Raw data:
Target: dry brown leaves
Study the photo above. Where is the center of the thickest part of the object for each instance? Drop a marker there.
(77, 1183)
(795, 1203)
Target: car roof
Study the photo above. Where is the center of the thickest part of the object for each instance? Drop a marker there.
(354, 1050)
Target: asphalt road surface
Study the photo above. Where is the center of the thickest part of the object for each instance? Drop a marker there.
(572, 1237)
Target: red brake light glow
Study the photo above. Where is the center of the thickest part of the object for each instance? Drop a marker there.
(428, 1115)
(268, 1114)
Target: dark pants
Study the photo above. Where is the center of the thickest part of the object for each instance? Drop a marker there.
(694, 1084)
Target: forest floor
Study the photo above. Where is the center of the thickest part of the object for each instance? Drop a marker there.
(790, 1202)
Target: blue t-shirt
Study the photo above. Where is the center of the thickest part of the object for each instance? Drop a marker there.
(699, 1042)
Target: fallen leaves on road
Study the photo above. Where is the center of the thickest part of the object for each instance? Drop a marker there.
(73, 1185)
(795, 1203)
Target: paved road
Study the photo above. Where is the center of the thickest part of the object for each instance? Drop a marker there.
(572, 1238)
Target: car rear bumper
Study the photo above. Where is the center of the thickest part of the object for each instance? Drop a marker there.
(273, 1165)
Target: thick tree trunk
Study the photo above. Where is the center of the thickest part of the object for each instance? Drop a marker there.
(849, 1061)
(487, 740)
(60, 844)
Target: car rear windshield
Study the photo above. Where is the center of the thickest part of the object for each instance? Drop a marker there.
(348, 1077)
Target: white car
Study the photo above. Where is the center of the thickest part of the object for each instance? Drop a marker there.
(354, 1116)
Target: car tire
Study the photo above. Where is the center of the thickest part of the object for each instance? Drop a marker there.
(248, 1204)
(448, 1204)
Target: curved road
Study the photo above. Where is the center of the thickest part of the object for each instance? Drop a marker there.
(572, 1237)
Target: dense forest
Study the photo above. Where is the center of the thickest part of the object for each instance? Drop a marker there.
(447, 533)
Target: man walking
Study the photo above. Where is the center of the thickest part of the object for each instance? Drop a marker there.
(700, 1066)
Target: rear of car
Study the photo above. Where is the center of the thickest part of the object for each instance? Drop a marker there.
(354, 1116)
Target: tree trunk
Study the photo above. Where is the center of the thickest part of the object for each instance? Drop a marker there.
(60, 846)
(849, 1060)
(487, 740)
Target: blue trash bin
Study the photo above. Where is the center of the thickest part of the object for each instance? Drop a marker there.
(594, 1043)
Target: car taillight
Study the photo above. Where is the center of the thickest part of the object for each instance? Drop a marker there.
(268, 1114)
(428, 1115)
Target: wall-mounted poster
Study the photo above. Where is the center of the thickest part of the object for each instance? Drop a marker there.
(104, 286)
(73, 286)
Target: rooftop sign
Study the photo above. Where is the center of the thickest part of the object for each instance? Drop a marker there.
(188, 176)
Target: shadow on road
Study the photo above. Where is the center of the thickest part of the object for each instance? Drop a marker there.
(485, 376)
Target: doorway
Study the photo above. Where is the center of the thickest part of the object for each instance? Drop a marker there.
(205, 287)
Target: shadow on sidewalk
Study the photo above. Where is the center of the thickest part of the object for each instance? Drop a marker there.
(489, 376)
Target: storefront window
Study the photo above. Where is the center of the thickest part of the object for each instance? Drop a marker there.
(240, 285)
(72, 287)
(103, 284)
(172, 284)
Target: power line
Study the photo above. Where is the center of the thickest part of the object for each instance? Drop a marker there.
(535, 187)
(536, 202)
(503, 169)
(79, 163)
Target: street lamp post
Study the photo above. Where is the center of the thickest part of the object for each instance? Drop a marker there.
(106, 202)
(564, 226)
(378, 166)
* * *
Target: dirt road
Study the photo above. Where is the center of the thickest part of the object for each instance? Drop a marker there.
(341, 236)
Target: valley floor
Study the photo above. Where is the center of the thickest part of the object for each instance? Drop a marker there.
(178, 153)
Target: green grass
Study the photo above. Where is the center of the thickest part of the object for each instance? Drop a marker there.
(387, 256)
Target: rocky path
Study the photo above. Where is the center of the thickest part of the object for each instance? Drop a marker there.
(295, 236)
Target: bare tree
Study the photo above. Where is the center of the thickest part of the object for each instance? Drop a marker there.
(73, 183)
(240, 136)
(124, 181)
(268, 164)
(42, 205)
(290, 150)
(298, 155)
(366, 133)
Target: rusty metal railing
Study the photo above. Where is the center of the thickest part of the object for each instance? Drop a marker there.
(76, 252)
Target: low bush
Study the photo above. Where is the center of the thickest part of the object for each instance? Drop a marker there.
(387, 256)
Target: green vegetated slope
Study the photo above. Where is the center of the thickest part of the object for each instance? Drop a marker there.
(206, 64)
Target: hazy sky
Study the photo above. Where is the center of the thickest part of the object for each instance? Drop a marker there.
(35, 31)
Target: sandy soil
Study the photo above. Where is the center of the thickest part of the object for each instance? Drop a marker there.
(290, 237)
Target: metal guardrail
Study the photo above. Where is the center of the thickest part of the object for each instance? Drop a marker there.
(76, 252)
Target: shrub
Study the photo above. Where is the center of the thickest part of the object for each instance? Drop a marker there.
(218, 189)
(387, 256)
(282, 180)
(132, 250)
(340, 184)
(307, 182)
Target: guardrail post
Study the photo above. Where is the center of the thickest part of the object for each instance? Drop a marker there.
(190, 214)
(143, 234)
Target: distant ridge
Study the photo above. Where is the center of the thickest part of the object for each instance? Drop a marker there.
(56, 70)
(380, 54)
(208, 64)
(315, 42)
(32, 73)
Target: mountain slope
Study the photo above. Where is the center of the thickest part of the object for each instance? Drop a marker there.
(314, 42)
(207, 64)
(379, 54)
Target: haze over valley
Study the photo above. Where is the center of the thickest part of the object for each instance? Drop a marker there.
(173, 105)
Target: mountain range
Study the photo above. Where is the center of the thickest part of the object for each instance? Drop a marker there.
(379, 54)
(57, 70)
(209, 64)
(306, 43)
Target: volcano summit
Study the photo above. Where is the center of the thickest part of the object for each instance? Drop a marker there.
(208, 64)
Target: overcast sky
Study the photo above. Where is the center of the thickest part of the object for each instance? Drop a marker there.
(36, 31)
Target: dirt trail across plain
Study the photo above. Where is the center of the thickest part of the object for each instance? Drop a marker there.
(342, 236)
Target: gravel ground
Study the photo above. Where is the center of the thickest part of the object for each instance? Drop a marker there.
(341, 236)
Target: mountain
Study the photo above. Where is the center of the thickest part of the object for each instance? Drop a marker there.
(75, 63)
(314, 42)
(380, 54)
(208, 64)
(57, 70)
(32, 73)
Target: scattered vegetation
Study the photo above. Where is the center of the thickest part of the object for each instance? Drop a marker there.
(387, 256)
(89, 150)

Exercise:
Copy out every line of the items above that contains the word "leaves".

Final result:
Target: dry brown leaves
Target: fallen leaves on road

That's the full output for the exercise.